● **Text passage**
Reputation: 1015
I have a tab delimited text file (animals.txt) with five columns:
302947298 2340974238 0 0 cat
345098948 8345988989 0 0 dog
098982388 2098340923 0 0 fish
932840923 0923840988 0 0 parrot
I have another file, mess.txt.gz, which is compressed using GNU zip (.gz file). It basically looks like a massive string of letters:
sdihfoiahdfosparrotdhiafoihsdfoijaslkdogoieufoiweuf
Basically, for every line in the tab delimited text file, I want to see if any of the animal names are present within this .gz file.
Ideally, it would return something like this:
302947298 2340974238 0 0 cat no
345098948 8345988989 0 0 dog yes
098982388 2098340923 0 0 fish no
932840923 0923840988 0 0 parrot yes
At the moment I am doing the following:
gunzip -cd mess.txt.gz | grep cat
gunzip -cd mess.txt.gz | grep dog
To automate it, I've tried the following:
cat animals.txt | awk '{print $5}' > animal_names.txt
cat animal_names.txt | while read line
do
gunzip -cd mess.txt.gz | grep $line > output.txt
done
I've also tried:
cat animal_names.txt | while read line
do
if [ gunzip -cd mess.txt.gz | grep $line ]
then
echo "Yes"
else
echo "No"
fi
; do
done > output.txt
What is the best way to do this in bash?
Upvotes: 3
Views: 1290
Reputation: 2562
Many nice answers here, and a very good one from @triplee.
Just adding the 'in memory' bash way :
#!/bin/bash
search() {
local patterns="$2"
local string="$(gunzip -cd $1)"
while IFS= read -r line; do
local pattern="${line/[^$'\t']*$'\t'/}"
local suffix="no"
[ "${string/${pattern}/}" != "${string}" ] && suffix="yes"
echo "${line} ${suffix}"
done < "${patterns}"
}
search mess.txt animals.txt
The goal here is to limit I/O, one read from the gziped mess.txt, one read from animals and match in memory with strings patterns.
Upvotes: 1
Reputation: 28416
What about this?
gunzip -cd mess.txt.gz | grep "$(< animals.txt sed -e 's/.*\t//' | sed -z 's/\n/\\|/g;s/\\|$//')"

● **Record set**
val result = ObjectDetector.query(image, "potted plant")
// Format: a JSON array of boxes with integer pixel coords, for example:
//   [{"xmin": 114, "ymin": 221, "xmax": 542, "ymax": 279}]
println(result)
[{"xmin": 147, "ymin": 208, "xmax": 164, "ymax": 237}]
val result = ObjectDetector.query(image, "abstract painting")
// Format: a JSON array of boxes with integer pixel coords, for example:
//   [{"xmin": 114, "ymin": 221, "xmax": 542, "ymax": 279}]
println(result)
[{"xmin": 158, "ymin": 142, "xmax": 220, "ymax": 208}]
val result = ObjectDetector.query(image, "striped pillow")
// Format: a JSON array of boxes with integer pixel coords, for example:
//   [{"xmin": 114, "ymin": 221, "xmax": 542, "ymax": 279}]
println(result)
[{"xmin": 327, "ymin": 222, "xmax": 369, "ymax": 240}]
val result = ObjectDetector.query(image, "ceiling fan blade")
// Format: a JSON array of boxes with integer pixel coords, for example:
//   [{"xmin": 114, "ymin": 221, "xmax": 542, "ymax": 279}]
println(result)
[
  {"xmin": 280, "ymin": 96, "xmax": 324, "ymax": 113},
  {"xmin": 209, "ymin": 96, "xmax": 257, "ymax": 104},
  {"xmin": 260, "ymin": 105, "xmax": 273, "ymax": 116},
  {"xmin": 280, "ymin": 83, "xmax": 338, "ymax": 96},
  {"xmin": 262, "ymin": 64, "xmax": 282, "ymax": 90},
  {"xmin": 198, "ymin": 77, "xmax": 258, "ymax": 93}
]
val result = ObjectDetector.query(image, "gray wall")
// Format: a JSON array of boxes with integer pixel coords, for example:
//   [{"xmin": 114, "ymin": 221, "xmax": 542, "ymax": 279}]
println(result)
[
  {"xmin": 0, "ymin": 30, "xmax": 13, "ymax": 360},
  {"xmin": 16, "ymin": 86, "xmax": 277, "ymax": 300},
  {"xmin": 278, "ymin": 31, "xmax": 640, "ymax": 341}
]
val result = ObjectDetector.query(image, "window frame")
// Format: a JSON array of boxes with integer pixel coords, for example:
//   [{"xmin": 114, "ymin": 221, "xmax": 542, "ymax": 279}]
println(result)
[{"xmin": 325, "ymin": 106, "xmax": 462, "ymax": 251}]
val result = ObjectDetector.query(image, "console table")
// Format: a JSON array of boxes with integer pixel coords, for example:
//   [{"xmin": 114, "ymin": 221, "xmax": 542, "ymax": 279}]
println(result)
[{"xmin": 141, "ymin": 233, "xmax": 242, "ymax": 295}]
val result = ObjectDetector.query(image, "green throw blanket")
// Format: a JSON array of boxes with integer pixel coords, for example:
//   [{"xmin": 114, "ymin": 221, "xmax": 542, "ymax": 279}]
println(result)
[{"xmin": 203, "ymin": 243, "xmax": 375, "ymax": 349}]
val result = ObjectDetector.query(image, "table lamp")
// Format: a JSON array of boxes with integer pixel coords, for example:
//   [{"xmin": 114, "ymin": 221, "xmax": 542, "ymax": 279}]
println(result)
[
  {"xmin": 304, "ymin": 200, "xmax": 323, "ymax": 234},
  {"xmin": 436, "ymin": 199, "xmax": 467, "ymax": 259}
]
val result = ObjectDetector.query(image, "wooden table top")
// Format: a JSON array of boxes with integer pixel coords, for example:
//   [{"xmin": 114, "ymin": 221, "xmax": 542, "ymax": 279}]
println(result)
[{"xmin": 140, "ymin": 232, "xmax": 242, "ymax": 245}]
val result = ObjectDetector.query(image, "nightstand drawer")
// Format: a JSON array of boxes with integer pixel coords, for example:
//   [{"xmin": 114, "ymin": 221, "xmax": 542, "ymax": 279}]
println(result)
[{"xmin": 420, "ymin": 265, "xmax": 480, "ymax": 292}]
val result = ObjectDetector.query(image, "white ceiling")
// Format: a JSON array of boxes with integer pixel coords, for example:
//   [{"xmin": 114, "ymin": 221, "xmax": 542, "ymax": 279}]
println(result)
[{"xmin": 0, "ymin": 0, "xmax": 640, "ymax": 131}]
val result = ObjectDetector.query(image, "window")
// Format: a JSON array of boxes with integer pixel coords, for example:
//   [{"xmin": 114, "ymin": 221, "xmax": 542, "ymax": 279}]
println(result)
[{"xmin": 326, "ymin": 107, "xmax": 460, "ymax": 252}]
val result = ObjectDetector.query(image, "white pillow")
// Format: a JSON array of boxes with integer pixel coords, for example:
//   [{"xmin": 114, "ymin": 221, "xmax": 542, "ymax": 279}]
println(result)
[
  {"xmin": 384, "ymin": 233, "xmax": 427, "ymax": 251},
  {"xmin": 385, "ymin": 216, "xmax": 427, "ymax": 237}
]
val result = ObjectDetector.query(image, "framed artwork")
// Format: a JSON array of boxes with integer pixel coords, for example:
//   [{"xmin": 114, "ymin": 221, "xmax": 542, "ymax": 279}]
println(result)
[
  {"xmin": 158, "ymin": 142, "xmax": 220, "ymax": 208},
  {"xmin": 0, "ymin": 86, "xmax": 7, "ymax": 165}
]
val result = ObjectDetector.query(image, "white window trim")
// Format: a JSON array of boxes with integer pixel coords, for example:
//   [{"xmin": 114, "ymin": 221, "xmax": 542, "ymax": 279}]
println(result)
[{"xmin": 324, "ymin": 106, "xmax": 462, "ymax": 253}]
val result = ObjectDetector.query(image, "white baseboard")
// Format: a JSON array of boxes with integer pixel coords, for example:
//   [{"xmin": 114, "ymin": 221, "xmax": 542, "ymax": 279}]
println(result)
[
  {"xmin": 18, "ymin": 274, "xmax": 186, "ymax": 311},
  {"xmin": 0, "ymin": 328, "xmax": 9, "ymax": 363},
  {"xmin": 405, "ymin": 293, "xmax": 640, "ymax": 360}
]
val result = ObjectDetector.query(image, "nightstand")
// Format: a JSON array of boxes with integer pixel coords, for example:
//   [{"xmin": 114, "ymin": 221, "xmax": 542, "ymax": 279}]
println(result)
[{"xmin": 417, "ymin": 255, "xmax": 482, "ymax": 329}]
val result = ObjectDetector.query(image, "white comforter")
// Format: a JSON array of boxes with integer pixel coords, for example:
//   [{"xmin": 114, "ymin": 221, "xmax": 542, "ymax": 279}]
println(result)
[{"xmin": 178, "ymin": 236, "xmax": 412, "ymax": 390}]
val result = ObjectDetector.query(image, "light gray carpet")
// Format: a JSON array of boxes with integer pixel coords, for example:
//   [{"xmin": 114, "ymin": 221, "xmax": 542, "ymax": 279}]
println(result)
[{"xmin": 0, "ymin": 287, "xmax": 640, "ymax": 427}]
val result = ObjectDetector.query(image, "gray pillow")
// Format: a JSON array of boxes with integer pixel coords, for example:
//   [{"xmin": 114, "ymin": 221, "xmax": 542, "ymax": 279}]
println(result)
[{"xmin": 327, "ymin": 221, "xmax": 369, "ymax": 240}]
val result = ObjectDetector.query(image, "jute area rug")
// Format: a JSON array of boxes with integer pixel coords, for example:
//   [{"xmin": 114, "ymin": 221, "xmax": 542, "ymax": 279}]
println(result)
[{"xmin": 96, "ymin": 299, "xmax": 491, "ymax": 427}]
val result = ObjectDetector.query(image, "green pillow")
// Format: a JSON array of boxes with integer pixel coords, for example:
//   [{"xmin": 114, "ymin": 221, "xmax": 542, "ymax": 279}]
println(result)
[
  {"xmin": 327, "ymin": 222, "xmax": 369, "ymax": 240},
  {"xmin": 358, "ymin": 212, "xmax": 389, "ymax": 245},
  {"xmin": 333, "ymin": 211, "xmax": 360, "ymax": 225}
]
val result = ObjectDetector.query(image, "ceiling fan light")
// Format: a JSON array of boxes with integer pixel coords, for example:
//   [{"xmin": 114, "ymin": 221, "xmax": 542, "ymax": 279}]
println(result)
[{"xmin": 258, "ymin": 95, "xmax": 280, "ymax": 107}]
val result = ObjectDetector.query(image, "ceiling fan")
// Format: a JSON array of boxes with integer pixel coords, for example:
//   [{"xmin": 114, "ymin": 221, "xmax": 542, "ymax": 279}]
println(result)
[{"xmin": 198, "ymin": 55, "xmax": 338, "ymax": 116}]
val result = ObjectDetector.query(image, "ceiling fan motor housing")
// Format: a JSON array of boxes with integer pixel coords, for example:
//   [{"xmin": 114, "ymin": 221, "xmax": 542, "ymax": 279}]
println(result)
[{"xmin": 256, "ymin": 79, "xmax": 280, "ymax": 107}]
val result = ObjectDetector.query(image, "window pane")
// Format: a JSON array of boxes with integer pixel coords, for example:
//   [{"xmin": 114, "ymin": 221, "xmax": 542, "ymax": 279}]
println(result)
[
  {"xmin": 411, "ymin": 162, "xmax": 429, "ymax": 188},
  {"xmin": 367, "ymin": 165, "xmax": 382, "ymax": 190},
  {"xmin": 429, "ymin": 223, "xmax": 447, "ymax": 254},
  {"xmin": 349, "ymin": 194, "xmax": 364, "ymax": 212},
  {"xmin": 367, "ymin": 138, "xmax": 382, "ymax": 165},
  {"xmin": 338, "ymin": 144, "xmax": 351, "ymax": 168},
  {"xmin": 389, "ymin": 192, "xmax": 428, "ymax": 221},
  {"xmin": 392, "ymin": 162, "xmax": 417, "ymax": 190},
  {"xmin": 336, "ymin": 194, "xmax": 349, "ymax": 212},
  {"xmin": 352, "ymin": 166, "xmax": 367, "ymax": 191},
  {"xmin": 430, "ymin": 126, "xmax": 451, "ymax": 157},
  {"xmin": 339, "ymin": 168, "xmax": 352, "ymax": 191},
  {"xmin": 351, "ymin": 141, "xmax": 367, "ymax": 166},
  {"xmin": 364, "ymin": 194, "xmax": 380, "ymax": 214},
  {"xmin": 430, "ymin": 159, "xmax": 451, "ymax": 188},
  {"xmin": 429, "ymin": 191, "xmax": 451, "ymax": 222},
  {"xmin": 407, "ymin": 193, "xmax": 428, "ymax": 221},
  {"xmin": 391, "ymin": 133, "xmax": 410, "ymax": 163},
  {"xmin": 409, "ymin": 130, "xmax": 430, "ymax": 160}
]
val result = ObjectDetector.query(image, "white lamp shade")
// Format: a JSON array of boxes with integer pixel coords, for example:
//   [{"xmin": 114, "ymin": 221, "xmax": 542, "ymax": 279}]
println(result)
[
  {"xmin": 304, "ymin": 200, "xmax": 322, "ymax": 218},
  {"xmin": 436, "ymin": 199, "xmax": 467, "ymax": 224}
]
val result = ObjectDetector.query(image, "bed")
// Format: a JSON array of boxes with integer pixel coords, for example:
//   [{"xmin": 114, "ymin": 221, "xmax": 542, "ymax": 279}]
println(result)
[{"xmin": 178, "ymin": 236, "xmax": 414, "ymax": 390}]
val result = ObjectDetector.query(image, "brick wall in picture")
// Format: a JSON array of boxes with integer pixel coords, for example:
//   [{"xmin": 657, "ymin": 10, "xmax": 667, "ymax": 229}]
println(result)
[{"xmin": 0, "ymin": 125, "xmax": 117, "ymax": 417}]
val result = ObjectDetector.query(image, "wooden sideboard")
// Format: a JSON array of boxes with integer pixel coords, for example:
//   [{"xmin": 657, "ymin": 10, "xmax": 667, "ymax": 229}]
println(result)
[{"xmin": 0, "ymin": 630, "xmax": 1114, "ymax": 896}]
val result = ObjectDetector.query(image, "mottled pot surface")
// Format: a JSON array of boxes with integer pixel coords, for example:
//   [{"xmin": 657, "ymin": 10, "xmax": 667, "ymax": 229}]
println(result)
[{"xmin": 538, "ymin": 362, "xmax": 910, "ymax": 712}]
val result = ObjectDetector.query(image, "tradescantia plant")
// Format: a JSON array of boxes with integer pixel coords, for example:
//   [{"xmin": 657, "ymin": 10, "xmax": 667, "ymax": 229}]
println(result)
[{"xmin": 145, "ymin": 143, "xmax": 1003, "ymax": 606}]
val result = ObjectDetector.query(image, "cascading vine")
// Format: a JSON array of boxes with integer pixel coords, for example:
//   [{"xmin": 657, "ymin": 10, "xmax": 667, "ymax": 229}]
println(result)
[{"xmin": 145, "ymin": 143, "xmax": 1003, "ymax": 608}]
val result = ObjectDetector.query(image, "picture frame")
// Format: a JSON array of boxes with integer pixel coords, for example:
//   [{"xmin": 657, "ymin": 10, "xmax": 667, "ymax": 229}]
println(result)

● **Problems**
1 – Answer these questions from the forum thread about searching a gzipped file, each on its own line:
(a) What was used to compress mess.txt.gz?
(b) How many views does the thread show?
(c) What does the in-memory bash answer say its goal is?
2 – Resume the forum thread about searching a gzipped file, picking up right after its final line.

● **Expected answers**
1 –
(a) GNU zip.
(b) 1290.
(c) To limit I/O: one read from the gzipped mess.txt, one read from animals, and matching in memory with string patterns.

2 –
It is basically the version of your
gunzip -cd mess.txt.gz | grep dog
where, instead of dog
, the regex dog\|cat\|whatever
is generated from the file animals.txt
.
My command should give you the output that you get with the example you write after
To automate it, I've tried the following:
with which you don't end up with the result you refer to as ideal.
Upvotes: 1
Reputation: 189457
You can pass all the search strings to zgrep -Ff -
in one pass:
cut -f5 animals.txt |
zgrep -Ff - mess.txt.gz
The -F
option says to look for literal strings, not regular expressions (avoids false positives if the input contains dots or other regex metacharacters, and besides, will be significantly faster) and -f -
says to read the search patterns from standard input (i.e. from the pipe from cut
).
If you want a list of the matched animals, add an -o
option and a brief postprocessing step;
cut -f5 animals.txt |
zgrep -Ff - -o mess.txt.gz |
sort | uniq -c
You can replace | uniq -c
with just -u
if you don't care how many there were of each.
This works as intended on Linux with GNU grep
, but macOS (and thus probably generally *BSD) grep -o
only prints the first match in each input line when combined with -f -
. If you need *BSD portability, I'd go with either of the other solutions here (currently there's one for sed
and one for Awk).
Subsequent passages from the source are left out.